(About this exercise) Reproduce the full article about Alaska Airlines' $60 million terminal and cargo plan word for word.

(Document passage)

========================================================================

Alaska Airlines plans $60 million in terminal, cargo improvements statewide

Alaska Airlines has launched a $60 million plan to improve its terminals and other facilities around the state over the next few years. The airline is also expanding its cargo capacity to serve Alaska, company officials said May 16.

The projects include upgrades and potential expansions at some of the 13 terminals owned by the airline, in some cases for the first time in decades, Marilyn Romano, the airline’s vice president of the Alaska region, said.

“We’ll be taking a hard look at each one,” she said.

“The details have not been finalized,” Scott Habberstad, the airline’s managing director for Alaska, said the day after the announcement.

It’s too early to say whether the terminals in Wrangell and Petersburg will be included, he said.

Last fall, Habberstad said the airline would like to improve passenger flow at the two small terminals. The tight space for passengers waiting to board after they clear TSA screening can create delays on heavy traveler days. But the buildings’ footprints are limited by the boundaries of the airline’s state airport property lease and parking areas.

========================================================================

(Recorded data)
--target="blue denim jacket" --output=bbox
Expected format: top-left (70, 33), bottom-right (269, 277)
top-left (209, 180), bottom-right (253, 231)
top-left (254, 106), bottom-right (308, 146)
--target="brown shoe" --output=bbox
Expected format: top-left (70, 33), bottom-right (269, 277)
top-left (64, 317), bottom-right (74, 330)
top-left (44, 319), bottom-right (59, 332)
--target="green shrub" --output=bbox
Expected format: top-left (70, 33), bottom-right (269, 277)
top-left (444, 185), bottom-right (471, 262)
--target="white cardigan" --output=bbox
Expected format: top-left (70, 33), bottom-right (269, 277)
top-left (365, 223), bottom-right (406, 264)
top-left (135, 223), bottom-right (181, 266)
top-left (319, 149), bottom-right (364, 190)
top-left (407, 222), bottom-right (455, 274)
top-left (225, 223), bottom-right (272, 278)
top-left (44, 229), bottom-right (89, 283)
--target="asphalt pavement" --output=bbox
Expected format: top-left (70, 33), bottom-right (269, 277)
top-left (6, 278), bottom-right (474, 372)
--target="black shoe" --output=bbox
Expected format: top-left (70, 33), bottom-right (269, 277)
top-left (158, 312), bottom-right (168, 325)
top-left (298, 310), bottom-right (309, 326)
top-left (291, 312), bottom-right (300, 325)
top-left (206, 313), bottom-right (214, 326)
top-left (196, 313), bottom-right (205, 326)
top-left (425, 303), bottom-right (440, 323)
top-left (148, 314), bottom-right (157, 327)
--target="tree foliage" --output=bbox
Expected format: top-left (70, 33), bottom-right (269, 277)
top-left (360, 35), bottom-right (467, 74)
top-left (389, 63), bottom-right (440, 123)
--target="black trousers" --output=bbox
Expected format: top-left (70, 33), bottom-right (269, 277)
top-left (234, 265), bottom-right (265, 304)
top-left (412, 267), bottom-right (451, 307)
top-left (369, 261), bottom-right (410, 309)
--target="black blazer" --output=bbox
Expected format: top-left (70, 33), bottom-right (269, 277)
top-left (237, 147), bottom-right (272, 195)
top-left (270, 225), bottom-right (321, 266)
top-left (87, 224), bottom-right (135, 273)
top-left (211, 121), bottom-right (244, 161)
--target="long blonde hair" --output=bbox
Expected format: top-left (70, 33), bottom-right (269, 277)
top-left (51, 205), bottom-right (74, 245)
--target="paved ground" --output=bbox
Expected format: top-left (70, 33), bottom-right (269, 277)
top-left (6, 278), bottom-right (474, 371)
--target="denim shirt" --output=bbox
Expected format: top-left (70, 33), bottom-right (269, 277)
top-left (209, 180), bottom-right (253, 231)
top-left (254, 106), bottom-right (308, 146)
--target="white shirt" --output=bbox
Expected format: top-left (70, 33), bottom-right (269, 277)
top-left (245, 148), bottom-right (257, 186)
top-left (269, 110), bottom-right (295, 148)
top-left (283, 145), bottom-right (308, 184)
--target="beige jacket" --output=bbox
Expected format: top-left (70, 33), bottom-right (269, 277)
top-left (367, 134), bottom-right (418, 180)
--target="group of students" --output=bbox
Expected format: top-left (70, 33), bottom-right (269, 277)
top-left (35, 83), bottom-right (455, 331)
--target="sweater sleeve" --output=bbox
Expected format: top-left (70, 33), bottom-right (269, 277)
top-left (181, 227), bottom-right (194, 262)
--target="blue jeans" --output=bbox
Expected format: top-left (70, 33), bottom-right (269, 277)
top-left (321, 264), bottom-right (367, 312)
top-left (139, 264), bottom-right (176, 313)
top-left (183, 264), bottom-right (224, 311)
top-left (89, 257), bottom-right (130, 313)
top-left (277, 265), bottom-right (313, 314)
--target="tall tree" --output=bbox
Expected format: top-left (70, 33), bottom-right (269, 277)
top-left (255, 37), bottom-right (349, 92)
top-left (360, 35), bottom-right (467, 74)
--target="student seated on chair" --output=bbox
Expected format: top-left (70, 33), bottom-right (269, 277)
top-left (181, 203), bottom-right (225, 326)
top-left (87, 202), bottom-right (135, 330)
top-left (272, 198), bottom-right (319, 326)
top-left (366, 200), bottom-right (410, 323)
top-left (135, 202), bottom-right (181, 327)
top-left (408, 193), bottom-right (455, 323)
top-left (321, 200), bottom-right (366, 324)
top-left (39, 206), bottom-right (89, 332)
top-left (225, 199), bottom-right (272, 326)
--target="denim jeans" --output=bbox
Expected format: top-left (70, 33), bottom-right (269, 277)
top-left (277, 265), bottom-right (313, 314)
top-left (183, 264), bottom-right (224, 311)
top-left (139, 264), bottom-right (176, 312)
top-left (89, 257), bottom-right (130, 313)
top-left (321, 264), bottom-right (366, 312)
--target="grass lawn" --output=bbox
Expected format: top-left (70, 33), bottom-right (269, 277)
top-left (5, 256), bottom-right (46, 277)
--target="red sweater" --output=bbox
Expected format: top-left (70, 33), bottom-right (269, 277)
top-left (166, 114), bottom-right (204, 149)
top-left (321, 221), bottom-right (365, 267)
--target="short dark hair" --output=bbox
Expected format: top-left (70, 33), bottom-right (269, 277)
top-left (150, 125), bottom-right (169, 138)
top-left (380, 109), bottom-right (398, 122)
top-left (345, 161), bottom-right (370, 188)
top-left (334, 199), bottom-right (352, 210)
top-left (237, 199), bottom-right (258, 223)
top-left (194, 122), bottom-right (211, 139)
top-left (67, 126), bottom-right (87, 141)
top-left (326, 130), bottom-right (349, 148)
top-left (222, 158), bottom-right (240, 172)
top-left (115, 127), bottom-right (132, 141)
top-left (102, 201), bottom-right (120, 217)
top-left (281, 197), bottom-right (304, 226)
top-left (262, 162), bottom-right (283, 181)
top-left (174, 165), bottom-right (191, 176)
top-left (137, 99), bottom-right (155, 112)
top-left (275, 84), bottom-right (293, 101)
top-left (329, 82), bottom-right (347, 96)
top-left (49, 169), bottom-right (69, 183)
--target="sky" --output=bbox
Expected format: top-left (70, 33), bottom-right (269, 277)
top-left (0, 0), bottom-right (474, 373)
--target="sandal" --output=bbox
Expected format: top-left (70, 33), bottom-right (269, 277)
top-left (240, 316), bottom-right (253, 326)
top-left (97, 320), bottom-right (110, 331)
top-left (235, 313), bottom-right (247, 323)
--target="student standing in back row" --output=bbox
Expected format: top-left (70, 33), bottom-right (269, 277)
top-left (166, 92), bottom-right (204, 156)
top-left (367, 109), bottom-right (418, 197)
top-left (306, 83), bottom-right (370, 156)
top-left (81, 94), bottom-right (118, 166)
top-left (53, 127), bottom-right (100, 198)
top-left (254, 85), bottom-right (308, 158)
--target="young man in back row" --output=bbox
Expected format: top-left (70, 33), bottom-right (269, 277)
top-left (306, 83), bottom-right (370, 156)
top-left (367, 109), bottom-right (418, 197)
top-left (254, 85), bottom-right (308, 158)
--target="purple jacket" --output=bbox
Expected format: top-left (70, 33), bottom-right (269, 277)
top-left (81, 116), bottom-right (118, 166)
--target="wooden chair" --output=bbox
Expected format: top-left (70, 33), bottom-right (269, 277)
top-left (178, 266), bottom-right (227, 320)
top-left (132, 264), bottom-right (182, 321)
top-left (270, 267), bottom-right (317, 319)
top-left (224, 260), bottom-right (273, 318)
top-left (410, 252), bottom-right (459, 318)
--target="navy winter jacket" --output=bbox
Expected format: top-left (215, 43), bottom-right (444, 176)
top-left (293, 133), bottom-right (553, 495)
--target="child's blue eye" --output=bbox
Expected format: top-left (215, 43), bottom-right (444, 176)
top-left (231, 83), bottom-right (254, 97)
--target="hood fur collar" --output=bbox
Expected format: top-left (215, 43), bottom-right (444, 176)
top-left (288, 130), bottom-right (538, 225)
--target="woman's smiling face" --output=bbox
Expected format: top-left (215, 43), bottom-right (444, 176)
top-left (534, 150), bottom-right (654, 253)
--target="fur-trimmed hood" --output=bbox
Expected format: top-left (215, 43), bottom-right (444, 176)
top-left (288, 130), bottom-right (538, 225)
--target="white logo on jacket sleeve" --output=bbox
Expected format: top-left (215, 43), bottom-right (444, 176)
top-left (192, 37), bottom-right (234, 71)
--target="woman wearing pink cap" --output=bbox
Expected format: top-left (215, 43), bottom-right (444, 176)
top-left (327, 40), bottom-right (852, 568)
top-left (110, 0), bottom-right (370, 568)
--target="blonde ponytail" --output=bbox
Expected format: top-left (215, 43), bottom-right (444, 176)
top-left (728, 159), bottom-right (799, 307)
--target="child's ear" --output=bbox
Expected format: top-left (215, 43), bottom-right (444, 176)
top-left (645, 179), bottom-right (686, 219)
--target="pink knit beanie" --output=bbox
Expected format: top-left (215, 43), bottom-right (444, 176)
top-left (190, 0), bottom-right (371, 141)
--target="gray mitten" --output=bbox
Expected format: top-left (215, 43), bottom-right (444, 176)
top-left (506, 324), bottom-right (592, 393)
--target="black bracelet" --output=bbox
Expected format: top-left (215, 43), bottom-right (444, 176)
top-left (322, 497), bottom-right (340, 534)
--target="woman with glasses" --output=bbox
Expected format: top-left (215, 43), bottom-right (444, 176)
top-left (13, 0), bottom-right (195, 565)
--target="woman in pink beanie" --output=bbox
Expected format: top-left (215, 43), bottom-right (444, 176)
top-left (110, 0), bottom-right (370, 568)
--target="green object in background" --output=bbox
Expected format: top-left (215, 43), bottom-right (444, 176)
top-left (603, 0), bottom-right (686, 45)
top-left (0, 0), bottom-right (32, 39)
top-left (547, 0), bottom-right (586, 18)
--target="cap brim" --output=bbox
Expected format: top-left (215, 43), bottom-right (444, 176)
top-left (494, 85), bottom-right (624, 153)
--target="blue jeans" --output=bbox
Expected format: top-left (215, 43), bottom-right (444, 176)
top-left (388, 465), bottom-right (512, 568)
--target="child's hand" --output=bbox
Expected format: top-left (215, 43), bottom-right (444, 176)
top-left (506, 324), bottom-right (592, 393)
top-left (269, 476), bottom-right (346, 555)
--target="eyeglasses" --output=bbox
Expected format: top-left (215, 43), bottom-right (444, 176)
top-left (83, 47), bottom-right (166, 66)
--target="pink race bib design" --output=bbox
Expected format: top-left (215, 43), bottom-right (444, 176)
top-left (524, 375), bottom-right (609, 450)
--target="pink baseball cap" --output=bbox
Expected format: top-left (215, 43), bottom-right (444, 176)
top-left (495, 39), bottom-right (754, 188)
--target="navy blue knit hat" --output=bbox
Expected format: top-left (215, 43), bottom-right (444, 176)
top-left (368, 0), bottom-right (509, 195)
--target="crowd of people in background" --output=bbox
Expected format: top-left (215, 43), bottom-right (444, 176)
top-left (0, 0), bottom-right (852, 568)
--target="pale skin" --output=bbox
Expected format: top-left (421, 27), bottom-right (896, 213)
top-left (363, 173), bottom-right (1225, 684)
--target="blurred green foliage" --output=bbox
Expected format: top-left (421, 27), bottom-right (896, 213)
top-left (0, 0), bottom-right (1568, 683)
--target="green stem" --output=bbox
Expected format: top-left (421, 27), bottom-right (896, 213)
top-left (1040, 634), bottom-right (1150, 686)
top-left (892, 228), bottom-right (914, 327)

========================================================================

(Answer to this exercise)
Alaska Airlines plans $60 million in terminal, cargo improvements statewide

Alaska Airlines has launched a $60 million plan to improve its terminals and other facilities around the state over the next few years. The airline is also expanding its cargo capacity to serve Alaska, company officials said May 16.

The projects include upgrades and potential expansions at some of the 13 terminals owned by the airline, in some cases for the first time in decades, Marilyn Romano, the airline’s vice president of the Alaska region, said.

“We’ll be taking a hard look at each one,” she said.

“The details have not been finalized,” Scott Habberstad, the airline’s managing director for Alaska, said the day after the announcement.

It’s too early to say whether the terminals in Wrangell and Petersburg will be included, he said.

Last fall, Habberstad said the airline would like to improve passenger flow at the two small terminals. The tight space for passengers waiting to board after they clear TSA screening can create delays on heavy traveler days. But the buildings’ footprints are limited by the boundaries of the airline’s state airport property lease and parking areas.